The Coalition is likely to oppose Labor’s second attempt to legislate a crackdown on online misinformation and disinformation, amid criticism from legal experts that expanding the bill to include political content would undermine free speech. Source: The Australian.

Communication Minister Michelle Rowland yesterday tabled a revised version of the bill that would grant the media watchdog powers to force tech giants to tackle false content on their platforms, which contains updated definitions of key terms including what constitutes “serious harm”.

The legislation retains a controversial measure allowing the minister to ask the Australian Communications and Media Authority to investigate online content unless it is from a “single end-user”, raising concerns that the legislation could be abused.

Ms Rowland said she would push for the legislation – which would fine tech giants that failed to control misinformation on their platforms – to pass Parliament by the end of the year, and would refer the bill to be scrutinised by a committee of MPs.

:: To do ::
1/ Reproduce the news excerpt on the misinformation bill from "Communication Minister Michelle" up to and including "could be abused.", substituting "communications regulator" for "media watchdog".
2/ According to the news excerpt on the misinformation bill, who tabled the revised version of the bill?

:: Entries ::
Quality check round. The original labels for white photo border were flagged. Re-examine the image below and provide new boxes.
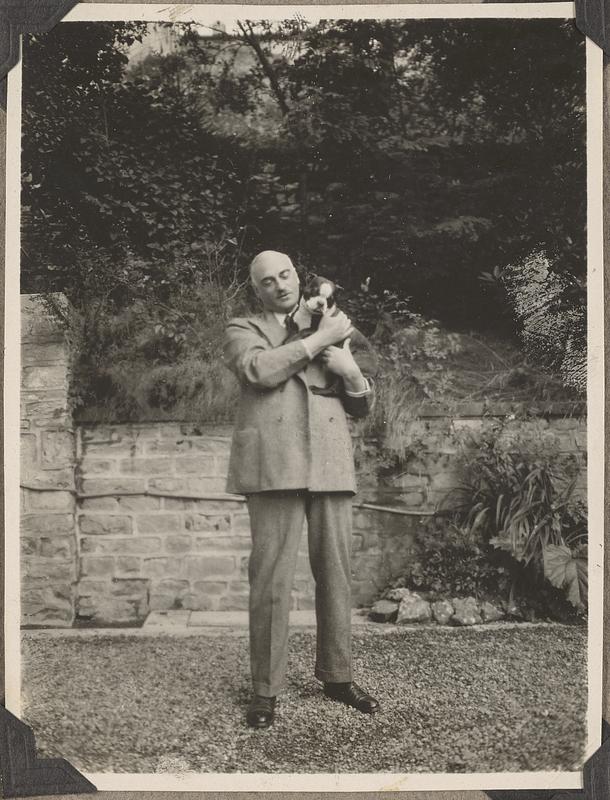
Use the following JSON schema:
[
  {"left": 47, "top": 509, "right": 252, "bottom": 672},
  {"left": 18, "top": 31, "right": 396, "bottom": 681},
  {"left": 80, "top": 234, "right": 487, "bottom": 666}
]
[{"left": 4, "top": 2, "right": 605, "bottom": 792}]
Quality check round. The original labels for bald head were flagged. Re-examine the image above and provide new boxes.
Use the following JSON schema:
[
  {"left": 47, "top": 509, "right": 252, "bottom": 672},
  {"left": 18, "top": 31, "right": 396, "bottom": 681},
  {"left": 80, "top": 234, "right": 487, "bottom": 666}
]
[{"left": 250, "top": 250, "right": 299, "bottom": 313}]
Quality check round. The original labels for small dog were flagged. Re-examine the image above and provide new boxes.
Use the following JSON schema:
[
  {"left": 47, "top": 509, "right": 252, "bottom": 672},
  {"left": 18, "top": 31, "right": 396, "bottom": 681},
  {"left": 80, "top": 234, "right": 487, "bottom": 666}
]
[
  {"left": 286, "top": 275, "right": 352, "bottom": 397},
  {"left": 291, "top": 275, "right": 343, "bottom": 345}
]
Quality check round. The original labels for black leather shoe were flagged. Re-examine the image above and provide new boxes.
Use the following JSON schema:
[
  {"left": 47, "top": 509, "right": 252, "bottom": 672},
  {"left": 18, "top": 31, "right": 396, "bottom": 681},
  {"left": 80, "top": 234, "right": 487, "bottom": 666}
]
[
  {"left": 246, "top": 694, "right": 275, "bottom": 728},
  {"left": 324, "top": 683, "right": 380, "bottom": 714}
]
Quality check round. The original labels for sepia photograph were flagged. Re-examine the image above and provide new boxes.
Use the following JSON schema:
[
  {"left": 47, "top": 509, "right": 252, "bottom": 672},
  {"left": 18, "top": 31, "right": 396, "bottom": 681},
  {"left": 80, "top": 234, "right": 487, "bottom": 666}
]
[{"left": 5, "top": 3, "right": 603, "bottom": 790}]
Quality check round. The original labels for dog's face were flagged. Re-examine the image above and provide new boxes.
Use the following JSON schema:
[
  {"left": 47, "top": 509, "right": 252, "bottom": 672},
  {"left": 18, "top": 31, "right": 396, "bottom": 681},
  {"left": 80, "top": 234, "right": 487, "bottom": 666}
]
[{"left": 303, "top": 275, "right": 337, "bottom": 314}]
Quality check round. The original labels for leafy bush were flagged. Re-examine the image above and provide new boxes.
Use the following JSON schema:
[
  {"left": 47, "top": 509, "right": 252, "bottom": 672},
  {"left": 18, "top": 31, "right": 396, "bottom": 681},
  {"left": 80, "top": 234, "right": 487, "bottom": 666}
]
[
  {"left": 452, "top": 423, "right": 587, "bottom": 608},
  {"left": 381, "top": 514, "right": 581, "bottom": 623},
  {"left": 394, "top": 516, "right": 511, "bottom": 599},
  {"left": 481, "top": 250, "right": 587, "bottom": 395},
  {"left": 42, "top": 243, "right": 249, "bottom": 422}
]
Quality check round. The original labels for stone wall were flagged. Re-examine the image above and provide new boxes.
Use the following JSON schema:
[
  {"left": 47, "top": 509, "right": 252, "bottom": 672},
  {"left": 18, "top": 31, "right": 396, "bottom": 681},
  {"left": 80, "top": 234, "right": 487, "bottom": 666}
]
[
  {"left": 21, "top": 295, "right": 77, "bottom": 625},
  {"left": 76, "top": 423, "right": 311, "bottom": 623},
  {"left": 76, "top": 423, "right": 419, "bottom": 624},
  {"left": 76, "top": 406, "right": 586, "bottom": 624},
  {"left": 21, "top": 295, "right": 586, "bottom": 626}
]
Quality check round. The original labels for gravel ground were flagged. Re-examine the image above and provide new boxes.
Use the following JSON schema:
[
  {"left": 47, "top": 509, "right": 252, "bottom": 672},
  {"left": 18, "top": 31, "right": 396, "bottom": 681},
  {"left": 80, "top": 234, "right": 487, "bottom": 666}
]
[{"left": 23, "top": 626, "right": 587, "bottom": 772}]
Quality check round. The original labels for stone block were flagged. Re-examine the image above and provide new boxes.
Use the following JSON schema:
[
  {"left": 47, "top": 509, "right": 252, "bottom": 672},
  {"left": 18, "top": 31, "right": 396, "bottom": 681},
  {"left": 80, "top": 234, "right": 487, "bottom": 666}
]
[
  {"left": 111, "top": 578, "right": 150, "bottom": 597},
  {"left": 119, "top": 457, "right": 174, "bottom": 475},
  {"left": 184, "top": 513, "right": 231, "bottom": 533},
  {"left": 22, "top": 398, "right": 71, "bottom": 428},
  {"left": 23, "top": 489, "right": 75, "bottom": 512},
  {"left": 20, "top": 514, "right": 74, "bottom": 536},
  {"left": 136, "top": 512, "right": 182, "bottom": 534},
  {"left": 159, "top": 497, "right": 194, "bottom": 511},
  {"left": 38, "top": 536, "right": 76, "bottom": 561},
  {"left": 369, "top": 600, "right": 399, "bottom": 622},
  {"left": 76, "top": 581, "right": 150, "bottom": 625},
  {"left": 432, "top": 472, "right": 461, "bottom": 491},
  {"left": 181, "top": 592, "right": 218, "bottom": 611},
  {"left": 228, "top": 580, "right": 248, "bottom": 597},
  {"left": 189, "top": 495, "right": 246, "bottom": 514},
  {"left": 396, "top": 592, "right": 432, "bottom": 625},
  {"left": 191, "top": 436, "right": 231, "bottom": 458},
  {"left": 119, "top": 494, "right": 161, "bottom": 513},
  {"left": 77, "top": 514, "right": 133, "bottom": 536},
  {"left": 21, "top": 342, "right": 69, "bottom": 367},
  {"left": 21, "top": 586, "right": 74, "bottom": 628},
  {"left": 78, "top": 497, "right": 119, "bottom": 511},
  {"left": 165, "top": 534, "right": 192, "bottom": 553},
  {"left": 231, "top": 512, "right": 250, "bottom": 535},
  {"left": 80, "top": 458, "right": 119, "bottom": 476},
  {"left": 552, "top": 417, "right": 579, "bottom": 431},
  {"left": 214, "top": 455, "right": 229, "bottom": 477},
  {"left": 148, "top": 477, "right": 183, "bottom": 495},
  {"left": 40, "top": 430, "right": 76, "bottom": 468},
  {"left": 481, "top": 600, "right": 504, "bottom": 622},
  {"left": 155, "top": 422, "right": 180, "bottom": 439},
  {"left": 218, "top": 594, "right": 249, "bottom": 611},
  {"left": 400, "top": 492, "right": 426, "bottom": 508},
  {"left": 186, "top": 476, "right": 226, "bottom": 496},
  {"left": 80, "top": 551, "right": 115, "bottom": 578},
  {"left": 19, "top": 433, "right": 38, "bottom": 474},
  {"left": 150, "top": 578, "right": 189, "bottom": 597},
  {"left": 193, "top": 581, "right": 228, "bottom": 595},
  {"left": 451, "top": 597, "right": 482, "bottom": 625},
  {"left": 21, "top": 556, "right": 76, "bottom": 585},
  {"left": 80, "top": 536, "right": 161, "bottom": 555},
  {"left": 82, "top": 435, "right": 144, "bottom": 459},
  {"left": 176, "top": 455, "right": 216, "bottom": 476},
  {"left": 144, "top": 439, "right": 191, "bottom": 456},
  {"left": 186, "top": 554, "right": 236, "bottom": 580},
  {"left": 148, "top": 593, "right": 175, "bottom": 611},
  {"left": 432, "top": 600, "right": 454, "bottom": 625},
  {"left": 114, "top": 556, "right": 142, "bottom": 578},
  {"left": 82, "top": 477, "right": 146, "bottom": 496},
  {"left": 294, "top": 594, "right": 316, "bottom": 611},
  {"left": 392, "top": 472, "right": 428, "bottom": 489},
  {"left": 19, "top": 536, "right": 40, "bottom": 556},
  {"left": 21, "top": 364, "right": 68, "bottom": 391},
  {"left": 21, "top": 466, "right": 74, "bottom": 492},
  {"left": 194, "top": 536, "right": 252, "bottom": 552},
  {"left": 142, "top": 556, "right": 184, "bottom": 578}
]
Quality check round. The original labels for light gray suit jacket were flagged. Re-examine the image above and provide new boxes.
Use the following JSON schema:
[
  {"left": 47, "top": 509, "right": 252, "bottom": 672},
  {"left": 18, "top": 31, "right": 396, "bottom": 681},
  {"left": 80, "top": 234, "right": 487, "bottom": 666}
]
[{"left": 224, "top": 312, "right": 376, "bottom": 494}]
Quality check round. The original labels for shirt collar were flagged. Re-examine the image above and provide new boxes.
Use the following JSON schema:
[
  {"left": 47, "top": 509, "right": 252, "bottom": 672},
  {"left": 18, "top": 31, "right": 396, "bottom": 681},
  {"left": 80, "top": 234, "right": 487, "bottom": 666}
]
[{"left": 272, "top": 303, "right": 299, "bottom": 328}]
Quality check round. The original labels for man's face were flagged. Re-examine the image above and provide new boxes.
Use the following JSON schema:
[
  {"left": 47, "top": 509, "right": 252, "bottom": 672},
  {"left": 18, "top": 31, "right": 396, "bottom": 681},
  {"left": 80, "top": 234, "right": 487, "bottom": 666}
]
[{"left": 251, "top": 251, "right": 299, "bottom": 314}]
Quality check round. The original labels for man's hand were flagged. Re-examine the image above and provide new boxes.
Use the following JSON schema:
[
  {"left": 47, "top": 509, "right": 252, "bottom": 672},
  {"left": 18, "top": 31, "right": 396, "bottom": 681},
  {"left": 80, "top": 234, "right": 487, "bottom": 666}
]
[
  {"left": 322, "top": 339, "right": 366, "bottom": 392},
  {"left": 318, "top": 311, "right": 353, "bottom": 346}
]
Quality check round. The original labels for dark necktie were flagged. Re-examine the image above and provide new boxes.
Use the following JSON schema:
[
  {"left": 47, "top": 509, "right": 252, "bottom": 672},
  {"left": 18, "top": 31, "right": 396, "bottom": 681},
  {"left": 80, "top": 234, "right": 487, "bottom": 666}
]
[{"left": 284, "top": 314, "right": 299, "bottom": 336}]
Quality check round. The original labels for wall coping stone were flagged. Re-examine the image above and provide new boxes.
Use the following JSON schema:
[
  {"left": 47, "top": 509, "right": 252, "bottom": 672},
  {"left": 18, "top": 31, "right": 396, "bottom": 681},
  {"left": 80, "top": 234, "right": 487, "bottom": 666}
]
[{"left": 75, "top": 400, "right": 587, "bottom": 428}]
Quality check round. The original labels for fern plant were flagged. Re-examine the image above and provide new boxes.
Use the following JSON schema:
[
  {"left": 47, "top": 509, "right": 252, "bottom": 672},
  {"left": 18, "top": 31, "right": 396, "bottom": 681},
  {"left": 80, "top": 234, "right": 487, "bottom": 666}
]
[{"left": 453, "top": 425, "right": 588, "bottom": 608}]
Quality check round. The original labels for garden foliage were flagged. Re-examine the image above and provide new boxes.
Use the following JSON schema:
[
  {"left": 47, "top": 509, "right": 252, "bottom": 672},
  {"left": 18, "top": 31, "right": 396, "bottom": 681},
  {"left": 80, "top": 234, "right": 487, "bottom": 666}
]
[{"left": 22, "top": 20, "right": 586, "bottom": 396}]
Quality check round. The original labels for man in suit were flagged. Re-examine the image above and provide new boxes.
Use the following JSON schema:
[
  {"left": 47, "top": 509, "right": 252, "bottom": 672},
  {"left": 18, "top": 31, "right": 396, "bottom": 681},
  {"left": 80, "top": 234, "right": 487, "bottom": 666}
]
[{"left": 224, "top": 250, "right": 379, "bottom": 728}]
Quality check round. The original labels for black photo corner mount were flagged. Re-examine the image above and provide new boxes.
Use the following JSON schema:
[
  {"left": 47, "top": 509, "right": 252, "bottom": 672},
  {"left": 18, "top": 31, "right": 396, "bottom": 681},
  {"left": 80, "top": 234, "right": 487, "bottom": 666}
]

:: Task-by-task solutions ::
1/
Communication Minister Michelle Rowland yesterday tabled a revised version of the bill that would grant the communications regulator powers to force tech giants to tackle false content on their platforms, which contains updated definitions of key terms including what constitutes “serious harm”.

The legislation retains a controversial measure allowing the minister to ask the Australian Communications and Media Authority to investigate online content unless it is from a “single end-user”, raising concerns that the legislation could be abused.

2/ Communication Minister Michelle Rowland